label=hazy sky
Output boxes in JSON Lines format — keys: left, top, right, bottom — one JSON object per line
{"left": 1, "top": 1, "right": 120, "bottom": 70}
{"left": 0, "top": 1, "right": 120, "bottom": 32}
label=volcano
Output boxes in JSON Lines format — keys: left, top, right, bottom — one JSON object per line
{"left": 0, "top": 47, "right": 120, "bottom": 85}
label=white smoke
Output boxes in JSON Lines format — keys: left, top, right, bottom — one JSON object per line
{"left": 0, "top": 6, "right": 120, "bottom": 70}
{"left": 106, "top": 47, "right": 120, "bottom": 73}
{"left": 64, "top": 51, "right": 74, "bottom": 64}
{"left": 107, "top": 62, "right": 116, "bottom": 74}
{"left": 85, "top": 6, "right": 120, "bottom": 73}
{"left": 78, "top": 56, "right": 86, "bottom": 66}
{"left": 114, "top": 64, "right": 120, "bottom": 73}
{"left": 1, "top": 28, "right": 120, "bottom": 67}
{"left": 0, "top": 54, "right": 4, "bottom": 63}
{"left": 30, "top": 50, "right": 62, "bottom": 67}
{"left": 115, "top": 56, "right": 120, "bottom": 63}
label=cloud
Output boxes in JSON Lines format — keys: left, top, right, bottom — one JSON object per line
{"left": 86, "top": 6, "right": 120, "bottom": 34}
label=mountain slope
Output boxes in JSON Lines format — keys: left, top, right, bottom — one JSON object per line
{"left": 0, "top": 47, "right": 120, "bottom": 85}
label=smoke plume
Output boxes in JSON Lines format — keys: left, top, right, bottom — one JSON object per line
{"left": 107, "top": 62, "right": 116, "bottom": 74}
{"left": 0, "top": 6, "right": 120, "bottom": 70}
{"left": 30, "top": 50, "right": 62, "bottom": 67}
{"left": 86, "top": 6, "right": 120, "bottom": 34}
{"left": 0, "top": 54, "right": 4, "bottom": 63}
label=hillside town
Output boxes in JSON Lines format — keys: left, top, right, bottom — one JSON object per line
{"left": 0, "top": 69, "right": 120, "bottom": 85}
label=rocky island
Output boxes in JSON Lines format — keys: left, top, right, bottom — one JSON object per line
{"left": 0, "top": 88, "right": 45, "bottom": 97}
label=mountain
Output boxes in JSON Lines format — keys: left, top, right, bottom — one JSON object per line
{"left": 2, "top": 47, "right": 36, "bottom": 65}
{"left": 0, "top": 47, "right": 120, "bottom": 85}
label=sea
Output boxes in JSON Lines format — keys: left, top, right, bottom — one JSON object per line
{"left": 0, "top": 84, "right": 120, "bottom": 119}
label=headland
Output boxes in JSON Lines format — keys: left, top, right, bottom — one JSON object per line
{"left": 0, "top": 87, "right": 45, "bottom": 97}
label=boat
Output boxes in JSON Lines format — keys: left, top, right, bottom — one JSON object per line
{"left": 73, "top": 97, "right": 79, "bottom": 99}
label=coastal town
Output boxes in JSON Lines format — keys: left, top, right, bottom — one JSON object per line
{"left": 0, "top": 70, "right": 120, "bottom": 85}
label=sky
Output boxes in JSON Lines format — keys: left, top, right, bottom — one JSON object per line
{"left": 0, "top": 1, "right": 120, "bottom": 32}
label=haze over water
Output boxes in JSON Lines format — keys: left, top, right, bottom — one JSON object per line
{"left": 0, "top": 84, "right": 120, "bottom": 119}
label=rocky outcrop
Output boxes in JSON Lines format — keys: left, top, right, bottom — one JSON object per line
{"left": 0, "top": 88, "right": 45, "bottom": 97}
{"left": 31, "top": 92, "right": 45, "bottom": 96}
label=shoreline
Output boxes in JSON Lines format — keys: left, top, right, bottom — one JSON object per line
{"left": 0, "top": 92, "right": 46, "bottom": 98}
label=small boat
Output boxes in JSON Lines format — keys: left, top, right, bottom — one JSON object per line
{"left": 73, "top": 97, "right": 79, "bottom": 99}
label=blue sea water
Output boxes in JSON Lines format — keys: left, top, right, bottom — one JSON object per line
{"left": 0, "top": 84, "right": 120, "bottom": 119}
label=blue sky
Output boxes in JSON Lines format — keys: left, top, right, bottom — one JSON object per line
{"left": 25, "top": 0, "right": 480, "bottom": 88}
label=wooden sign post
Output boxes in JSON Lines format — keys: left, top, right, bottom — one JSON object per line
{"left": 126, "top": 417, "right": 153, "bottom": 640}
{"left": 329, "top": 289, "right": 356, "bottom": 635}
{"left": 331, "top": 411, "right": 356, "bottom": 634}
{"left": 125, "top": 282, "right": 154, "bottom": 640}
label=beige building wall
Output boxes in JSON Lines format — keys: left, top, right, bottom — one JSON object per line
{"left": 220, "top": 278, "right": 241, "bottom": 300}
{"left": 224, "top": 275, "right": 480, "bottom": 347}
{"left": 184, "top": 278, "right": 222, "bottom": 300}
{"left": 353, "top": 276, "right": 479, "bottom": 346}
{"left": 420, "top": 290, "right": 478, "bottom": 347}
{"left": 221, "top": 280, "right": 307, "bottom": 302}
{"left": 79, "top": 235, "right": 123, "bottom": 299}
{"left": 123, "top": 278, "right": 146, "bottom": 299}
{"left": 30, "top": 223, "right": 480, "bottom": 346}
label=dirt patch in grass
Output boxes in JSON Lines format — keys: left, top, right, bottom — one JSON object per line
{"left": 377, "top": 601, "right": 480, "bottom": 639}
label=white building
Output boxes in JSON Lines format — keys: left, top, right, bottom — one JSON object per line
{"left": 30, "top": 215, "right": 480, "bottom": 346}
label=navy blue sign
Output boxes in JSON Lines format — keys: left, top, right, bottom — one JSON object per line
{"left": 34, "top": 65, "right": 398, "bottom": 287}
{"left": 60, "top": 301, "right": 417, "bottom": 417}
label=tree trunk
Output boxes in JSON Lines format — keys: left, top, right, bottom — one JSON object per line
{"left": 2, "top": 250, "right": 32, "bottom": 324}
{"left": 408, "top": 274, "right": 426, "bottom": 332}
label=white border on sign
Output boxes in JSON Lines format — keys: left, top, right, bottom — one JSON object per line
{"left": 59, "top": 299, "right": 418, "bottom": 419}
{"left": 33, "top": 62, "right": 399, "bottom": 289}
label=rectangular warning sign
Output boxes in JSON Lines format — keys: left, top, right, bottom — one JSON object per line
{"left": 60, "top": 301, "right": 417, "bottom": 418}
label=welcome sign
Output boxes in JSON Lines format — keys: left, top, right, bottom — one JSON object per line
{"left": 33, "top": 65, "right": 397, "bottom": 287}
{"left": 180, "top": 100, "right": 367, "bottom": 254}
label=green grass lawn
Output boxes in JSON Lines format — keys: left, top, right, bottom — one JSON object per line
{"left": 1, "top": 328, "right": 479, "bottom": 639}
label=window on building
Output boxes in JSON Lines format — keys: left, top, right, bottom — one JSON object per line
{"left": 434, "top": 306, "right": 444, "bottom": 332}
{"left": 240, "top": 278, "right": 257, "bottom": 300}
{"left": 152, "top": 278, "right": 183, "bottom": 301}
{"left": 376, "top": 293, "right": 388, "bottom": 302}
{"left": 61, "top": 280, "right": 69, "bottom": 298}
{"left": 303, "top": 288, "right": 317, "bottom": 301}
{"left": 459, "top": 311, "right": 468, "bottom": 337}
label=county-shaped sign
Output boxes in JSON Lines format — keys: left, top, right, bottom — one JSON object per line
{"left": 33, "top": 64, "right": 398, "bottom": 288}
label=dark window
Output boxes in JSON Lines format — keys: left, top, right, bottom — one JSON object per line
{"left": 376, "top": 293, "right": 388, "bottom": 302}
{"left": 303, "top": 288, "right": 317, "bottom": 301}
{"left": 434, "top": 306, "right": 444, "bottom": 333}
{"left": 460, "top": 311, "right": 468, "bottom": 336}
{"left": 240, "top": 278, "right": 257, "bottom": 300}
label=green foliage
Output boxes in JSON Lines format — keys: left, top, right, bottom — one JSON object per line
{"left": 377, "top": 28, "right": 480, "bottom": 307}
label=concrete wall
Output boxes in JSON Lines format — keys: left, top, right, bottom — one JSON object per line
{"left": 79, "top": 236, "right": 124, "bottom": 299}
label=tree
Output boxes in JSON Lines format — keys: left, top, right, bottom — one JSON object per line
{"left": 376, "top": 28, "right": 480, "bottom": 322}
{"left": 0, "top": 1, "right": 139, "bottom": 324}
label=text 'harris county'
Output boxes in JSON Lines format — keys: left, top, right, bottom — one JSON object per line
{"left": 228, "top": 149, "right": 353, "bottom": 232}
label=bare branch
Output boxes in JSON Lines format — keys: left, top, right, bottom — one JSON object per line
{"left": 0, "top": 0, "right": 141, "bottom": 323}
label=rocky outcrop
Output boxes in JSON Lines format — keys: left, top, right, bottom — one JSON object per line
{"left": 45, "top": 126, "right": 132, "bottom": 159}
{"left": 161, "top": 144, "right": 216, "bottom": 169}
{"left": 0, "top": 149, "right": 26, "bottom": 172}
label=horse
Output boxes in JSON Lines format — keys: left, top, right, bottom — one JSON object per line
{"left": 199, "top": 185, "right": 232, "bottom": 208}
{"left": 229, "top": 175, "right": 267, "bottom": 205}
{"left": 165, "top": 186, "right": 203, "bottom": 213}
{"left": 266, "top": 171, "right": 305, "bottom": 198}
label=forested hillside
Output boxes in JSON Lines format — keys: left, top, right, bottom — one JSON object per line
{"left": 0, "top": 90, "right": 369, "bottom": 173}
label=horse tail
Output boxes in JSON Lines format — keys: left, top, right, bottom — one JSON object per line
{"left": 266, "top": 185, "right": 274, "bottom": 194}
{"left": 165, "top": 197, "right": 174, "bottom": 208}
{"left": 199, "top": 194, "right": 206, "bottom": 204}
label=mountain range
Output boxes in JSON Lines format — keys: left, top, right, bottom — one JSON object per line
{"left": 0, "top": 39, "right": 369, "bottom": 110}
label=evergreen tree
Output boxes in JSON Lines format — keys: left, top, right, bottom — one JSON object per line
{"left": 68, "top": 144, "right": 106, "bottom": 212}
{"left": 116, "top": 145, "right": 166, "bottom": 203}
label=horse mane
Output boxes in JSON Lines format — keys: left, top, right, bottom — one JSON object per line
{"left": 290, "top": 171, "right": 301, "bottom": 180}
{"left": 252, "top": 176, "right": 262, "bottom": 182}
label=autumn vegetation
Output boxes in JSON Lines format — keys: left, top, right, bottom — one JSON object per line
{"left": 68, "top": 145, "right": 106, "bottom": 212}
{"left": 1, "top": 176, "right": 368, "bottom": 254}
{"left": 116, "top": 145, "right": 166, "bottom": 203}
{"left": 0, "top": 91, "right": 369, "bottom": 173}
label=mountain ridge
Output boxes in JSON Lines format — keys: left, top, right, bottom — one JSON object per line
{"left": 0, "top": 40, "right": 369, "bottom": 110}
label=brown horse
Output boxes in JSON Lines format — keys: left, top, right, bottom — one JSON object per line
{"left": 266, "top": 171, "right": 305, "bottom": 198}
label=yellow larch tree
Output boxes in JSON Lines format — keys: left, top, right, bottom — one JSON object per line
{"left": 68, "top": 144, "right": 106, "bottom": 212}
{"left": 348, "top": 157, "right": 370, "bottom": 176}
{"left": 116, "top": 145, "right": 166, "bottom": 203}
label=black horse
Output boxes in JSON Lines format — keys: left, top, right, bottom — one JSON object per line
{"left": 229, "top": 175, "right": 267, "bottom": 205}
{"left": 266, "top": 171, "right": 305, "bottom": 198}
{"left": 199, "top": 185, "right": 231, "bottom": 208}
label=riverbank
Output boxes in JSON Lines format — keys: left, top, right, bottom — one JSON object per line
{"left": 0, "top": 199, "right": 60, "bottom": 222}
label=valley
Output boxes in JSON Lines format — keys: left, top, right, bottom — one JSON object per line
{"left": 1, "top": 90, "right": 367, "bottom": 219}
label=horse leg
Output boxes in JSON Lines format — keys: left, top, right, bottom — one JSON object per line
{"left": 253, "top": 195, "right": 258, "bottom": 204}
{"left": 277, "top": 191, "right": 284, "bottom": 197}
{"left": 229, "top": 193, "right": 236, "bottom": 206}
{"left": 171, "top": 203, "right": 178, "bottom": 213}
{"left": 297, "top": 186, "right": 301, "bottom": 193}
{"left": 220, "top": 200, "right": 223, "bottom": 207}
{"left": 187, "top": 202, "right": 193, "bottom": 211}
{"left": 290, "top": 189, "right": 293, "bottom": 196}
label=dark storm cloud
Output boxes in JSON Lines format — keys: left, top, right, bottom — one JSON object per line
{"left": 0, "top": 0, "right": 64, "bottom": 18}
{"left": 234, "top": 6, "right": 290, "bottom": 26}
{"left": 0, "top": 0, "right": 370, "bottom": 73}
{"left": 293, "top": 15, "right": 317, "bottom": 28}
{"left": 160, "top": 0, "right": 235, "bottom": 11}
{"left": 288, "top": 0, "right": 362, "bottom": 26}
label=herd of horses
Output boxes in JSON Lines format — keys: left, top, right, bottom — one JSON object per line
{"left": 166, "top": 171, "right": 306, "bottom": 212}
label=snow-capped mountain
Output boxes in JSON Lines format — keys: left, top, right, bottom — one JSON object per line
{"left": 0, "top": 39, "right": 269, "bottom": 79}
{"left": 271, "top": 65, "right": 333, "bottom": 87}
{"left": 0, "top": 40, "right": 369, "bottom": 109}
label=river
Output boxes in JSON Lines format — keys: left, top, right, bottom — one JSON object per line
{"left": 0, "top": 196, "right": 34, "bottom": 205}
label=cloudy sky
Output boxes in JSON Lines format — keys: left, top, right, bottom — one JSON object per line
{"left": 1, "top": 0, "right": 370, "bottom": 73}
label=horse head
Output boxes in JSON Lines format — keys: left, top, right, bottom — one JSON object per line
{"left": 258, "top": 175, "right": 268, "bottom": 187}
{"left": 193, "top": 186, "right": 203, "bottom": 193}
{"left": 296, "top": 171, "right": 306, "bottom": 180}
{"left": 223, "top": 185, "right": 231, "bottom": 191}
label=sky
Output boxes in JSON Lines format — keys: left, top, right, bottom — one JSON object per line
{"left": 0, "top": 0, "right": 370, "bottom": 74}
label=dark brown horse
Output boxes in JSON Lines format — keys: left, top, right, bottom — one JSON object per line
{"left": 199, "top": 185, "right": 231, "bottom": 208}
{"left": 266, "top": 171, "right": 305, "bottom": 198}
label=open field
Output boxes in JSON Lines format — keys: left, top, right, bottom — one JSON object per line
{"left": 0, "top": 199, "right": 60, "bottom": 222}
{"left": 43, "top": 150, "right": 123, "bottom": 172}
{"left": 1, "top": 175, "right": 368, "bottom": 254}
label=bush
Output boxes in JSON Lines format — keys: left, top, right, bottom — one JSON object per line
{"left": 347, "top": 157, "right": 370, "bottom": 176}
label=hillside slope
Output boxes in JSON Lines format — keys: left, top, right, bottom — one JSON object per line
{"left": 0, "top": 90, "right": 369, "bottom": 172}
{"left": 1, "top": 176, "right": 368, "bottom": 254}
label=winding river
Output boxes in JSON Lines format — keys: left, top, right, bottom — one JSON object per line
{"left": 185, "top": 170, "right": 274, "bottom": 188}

__________

Go through the records above, find every line with the word "county", and list those lines.

label=county-shaped sign
label=text 'harris county'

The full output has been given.